Passage to read -
[Start of Attachment]
Over the last three months, teams across Mass General Brigham (MGB) and the Brigham have been planning to ensure we can effectively and safely care for patients during a surge. Plans address how we will adjust our operations when patient levels reach 25 percent, 50 percent or 100 percent of our peak patient level during the initial surge, which at the Brigham was 197 inpatients.

This week, Kate Evangelista, DNP, CRNA, NEA-BC, associate chief nursing officer for Perioperative Areas, Hugh Flanagan, MD, executive medical director of Anesthesiology, Perioperative and Pain Medicine, and David Keyes, director of Administration and Finance, share details about our plans for the Operating Room (OR) and Procedural teams.

What are you anticipating will be the key challenges for OR and Procedural teams if we get a second surge?

From left: Kate Evangelista, Hugh Flanagan and David Keyes

Flanagan: Our goal is to continue taking care of our surgical and procedural patients throughout a second surge so that they do not need to delay access to care. We anticipate two challenges here. First, patients may be reluctant to come into the hospital for care due to fear of contracting COVID-19. Maintaining patient confidence will be very important. This is where our Safe Care Commitment can make a real difference.

Keyes: Second, we’ll be challenged by the need to balance our resources to care for COVID and non-COVID patients. We have specialized staff in the ORs and procedural areas who are well-equipped to take care of COVID patients, but are also essential for treating our surgical and procedural patients. We’ll work closely with our inpatient leadership team to accommodate both patient populations.

What are the key lessons we learned during the initial surge that have influenced our planning for a second surge?

Evangelista: The initial surge reminded us that the Brigham is full of brilliant, dedicated teams who are great in a crisis. Our surgical teams identified patients who needed to be treated as soon as possible. Our infection control experts helped us create improved protocols for taking care of those patients, regardless of COVID status. And our Materials Management team monitored supply levels to contribute to the safest possible environment for everyone in our community. We truly were stronger together.
[End of Attachment]
Material provided -
[Start of Attachment]
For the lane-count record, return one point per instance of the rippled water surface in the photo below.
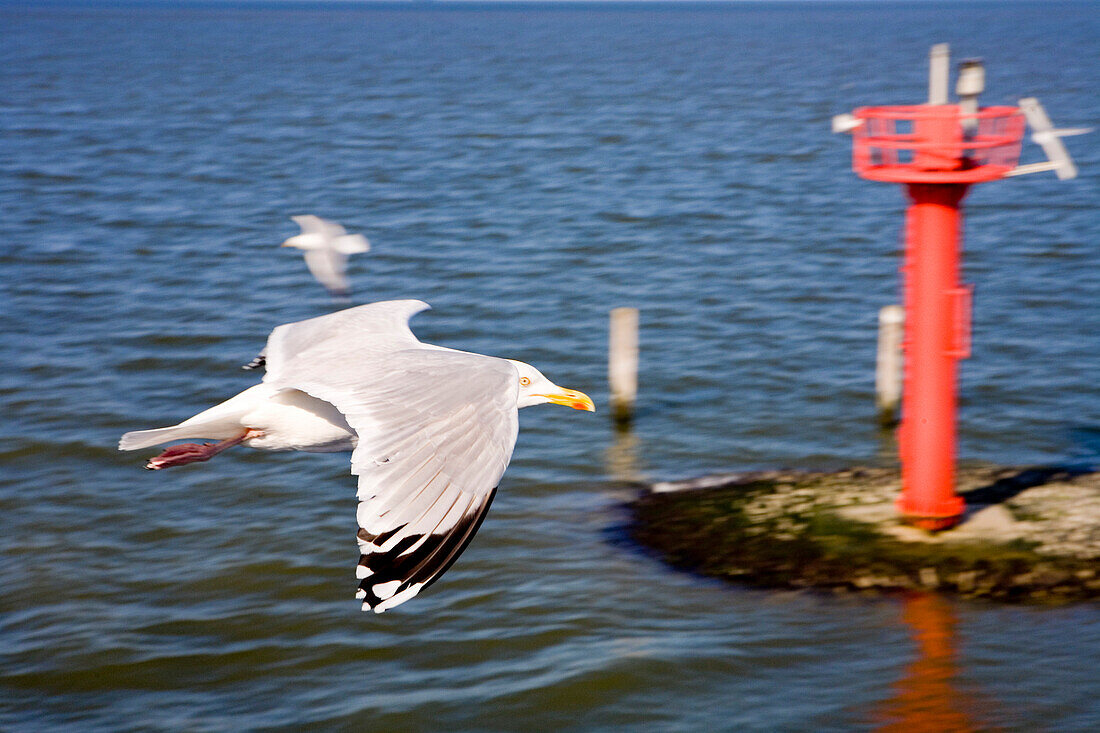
(524, 168)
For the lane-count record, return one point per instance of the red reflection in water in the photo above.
(925, 699)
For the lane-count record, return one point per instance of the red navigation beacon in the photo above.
(937, 151)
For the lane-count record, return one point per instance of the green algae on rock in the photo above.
(1031, 534)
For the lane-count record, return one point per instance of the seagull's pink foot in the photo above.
(185, 452)
(194, 452)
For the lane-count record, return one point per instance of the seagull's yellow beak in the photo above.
(571, 398)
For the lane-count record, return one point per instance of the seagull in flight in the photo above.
(327, 245)
(431, 430)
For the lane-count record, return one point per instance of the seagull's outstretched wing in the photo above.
(436, 431)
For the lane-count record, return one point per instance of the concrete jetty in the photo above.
(1031, 534)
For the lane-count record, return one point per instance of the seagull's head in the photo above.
(537, 390)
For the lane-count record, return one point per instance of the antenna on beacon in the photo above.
(938, 151)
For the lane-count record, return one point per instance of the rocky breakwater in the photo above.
(1030, 534)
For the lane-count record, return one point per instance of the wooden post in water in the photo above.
(888, 367)
(623, 363)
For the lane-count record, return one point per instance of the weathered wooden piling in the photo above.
(623, 363)
(888, 367)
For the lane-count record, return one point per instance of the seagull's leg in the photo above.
(191, 452)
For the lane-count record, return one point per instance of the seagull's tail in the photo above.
(139, 439)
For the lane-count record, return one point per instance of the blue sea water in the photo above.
(524, 168)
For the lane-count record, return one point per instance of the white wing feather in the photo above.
(436, 431)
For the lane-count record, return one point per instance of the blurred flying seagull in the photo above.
(327, 245)
(430, 429)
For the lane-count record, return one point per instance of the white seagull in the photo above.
(327, 245)
(430, 429)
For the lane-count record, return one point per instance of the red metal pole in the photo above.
(936, 335)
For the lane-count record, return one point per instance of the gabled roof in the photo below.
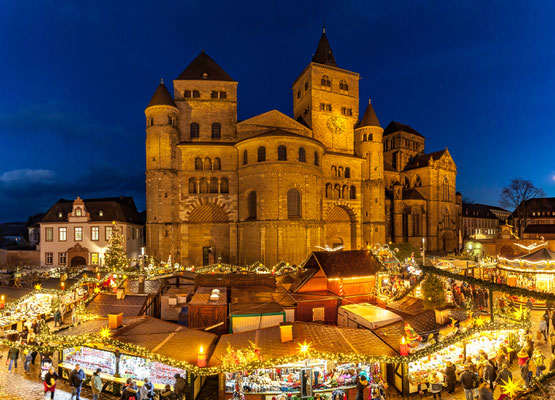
(323, 54)
(161, 97)
(344, 263)
(201, 65)
(369, 118)
(120, 209)
(397, 126)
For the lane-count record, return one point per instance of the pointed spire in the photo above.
[End of Attachment]
Instructions -
1) Answer these from the surge-planning article:
(a) How many inpatients did the Brigham have at its peak during the initial surge?
(b) What is David Keyes's title?
(c) Which team monitored supply levels during the initial surge?
2) Write what comes next in the surge-planning article, picking up after its final sentence.

Answer list -
1)
(a) 197 inpatients
(b) Director of Administration and Finance
(c) The Materials Management team

2)
Keyes: One of the reasons we decreased surgical volume during the initial surge was to conserve PPE. We are feeling more confident in our supply chain at this time. One of the things that was clear during the initial surge was how important it is to make decisions based on data and the advice of knowledgeable experts. This will be equally important during a second surge.

What is most important for all Brigham staff to know about the second surge plan for OR/Procedural?

Flanagan: Many of our patients need to come to the Brigham because of our expertise and the severity of their illness. Delaying care could be harmful to their health. So, our plan is focused on helping them feel safe enough to come for the surgery or procedure they need, and then deliver that treatment in a safe and caring environment.

Evangelista: Our surge plan includes robust and transparent communications at both the local and hospital level to reach out to our patients and staff to address their concerns and questions. It also includes protocols and competencies for patient care that were developed and refined during the initial surge. We are confident that this plan will enable us to safely care for our surgical and procedural patients should we experience another surge.